# EXTRACT PROVIDED
--------------------------------------------------
Delta Academies Trust
- Formation: 23 September 2010; 15 years ago
- Type: Multi-academy trust
- Focus: Education
- Location: Spawd Bone Lane, Knottingley, WF11 0EP;
- Key people: Andy Barnett, CEO
- Website: deltatrust.org.uk
- Formerly called: Schools Partnership Trust Academies

= Delta Academies Trust =

Multi-academy trust

Delta Academies Trust (formerly Schools Partnership Trust Academies) is a multi-academy trust, operating 57 schools. As an academy trust, it is an exempt charity regulated by the Department for Education.

Its current CEO is Andy Barnett.
--------------------------------------------------
# PROBLEM TO WORK ON
Duplicate everything in the text on Delta Academies Trust from "Delta Academies Trust (formerly" down to "Department for Education.". The entries that come next are separate material, unrelated to the text on Delta Academies Trust.

Dataset entries about object locations
--------------------------------------------------
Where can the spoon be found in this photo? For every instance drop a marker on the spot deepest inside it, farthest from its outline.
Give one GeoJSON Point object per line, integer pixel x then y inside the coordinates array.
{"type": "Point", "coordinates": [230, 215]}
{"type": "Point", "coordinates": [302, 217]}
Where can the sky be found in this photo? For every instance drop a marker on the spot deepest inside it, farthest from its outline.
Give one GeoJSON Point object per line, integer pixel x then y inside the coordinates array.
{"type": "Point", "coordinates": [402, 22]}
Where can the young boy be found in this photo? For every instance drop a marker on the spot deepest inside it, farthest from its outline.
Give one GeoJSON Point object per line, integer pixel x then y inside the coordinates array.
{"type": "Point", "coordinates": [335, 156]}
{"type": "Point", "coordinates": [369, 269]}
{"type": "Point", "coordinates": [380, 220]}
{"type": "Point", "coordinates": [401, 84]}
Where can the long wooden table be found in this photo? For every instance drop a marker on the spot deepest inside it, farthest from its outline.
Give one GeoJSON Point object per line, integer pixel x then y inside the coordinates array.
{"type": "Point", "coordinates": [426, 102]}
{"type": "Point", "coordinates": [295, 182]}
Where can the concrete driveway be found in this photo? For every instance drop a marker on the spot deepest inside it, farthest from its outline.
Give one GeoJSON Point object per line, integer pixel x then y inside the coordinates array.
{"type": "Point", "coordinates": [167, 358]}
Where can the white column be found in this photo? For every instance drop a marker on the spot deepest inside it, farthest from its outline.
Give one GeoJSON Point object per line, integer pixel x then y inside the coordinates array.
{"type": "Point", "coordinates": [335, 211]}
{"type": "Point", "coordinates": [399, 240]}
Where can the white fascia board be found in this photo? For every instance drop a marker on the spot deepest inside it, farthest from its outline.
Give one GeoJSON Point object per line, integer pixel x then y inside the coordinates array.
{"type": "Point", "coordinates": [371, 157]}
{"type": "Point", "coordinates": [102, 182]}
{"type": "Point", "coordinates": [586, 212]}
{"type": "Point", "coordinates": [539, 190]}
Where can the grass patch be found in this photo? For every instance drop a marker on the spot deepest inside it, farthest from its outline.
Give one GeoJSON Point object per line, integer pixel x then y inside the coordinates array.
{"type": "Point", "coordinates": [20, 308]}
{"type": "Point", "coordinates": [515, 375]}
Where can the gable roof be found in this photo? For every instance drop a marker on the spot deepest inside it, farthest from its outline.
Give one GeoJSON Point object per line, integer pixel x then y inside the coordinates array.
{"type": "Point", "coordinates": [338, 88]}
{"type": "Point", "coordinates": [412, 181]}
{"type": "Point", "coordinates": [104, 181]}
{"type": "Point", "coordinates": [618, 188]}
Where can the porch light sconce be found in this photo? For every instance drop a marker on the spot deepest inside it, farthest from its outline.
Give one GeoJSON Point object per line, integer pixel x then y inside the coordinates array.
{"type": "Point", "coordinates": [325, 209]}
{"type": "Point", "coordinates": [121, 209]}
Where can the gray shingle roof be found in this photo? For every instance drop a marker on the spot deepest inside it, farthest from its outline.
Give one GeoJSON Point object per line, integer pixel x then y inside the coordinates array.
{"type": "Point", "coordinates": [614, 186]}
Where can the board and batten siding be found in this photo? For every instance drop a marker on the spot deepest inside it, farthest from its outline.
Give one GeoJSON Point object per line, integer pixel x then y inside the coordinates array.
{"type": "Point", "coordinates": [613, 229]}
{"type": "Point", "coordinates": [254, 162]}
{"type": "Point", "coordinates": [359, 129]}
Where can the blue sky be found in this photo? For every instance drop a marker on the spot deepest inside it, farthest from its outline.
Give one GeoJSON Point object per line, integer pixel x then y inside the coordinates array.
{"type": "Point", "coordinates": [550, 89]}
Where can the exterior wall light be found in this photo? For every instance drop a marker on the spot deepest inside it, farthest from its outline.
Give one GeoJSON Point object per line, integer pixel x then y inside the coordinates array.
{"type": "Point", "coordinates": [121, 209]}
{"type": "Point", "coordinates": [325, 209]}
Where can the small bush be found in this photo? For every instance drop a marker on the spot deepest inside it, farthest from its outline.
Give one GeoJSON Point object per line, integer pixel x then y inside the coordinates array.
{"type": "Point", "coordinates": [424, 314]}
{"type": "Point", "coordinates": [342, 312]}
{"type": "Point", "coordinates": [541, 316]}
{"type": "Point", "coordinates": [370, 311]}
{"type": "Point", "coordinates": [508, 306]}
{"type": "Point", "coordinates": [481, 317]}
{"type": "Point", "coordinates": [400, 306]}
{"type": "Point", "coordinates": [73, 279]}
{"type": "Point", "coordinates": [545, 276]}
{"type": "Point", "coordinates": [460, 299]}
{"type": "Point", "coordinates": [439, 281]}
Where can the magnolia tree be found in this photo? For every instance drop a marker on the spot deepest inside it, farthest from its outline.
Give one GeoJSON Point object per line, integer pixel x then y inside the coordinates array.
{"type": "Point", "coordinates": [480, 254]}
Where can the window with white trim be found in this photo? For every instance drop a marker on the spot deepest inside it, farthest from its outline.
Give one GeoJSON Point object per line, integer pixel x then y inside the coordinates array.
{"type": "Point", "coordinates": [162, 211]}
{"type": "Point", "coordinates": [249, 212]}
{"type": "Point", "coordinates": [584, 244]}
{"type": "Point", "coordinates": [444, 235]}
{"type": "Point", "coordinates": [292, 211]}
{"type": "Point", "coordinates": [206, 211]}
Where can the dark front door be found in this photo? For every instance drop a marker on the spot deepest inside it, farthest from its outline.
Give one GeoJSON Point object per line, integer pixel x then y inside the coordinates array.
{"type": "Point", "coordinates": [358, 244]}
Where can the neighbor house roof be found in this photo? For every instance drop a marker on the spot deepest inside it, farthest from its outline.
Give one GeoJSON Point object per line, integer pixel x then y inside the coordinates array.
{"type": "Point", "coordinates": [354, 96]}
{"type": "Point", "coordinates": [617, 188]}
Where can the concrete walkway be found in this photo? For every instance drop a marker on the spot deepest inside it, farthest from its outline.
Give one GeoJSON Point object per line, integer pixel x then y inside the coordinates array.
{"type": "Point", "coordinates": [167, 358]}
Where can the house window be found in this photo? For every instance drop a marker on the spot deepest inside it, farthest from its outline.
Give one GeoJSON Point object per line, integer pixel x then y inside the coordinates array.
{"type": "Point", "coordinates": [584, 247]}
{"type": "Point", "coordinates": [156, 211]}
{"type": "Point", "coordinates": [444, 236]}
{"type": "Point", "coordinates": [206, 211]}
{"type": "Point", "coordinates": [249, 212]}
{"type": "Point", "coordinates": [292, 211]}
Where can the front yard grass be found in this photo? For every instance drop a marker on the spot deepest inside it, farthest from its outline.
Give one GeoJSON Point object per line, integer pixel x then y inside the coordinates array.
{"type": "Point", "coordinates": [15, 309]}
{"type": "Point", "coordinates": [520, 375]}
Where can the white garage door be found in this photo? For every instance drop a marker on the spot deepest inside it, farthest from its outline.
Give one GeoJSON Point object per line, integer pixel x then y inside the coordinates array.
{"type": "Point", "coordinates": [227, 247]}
--------------------------------------------------
# ANSWER FOR THE TASK
Delta Academies Trust (formerly Schools Partnership Trust Academies) is a multi-academy trust, operating 57 schools. As an academy trust, it is an exempt charity regulated by the Department for Education.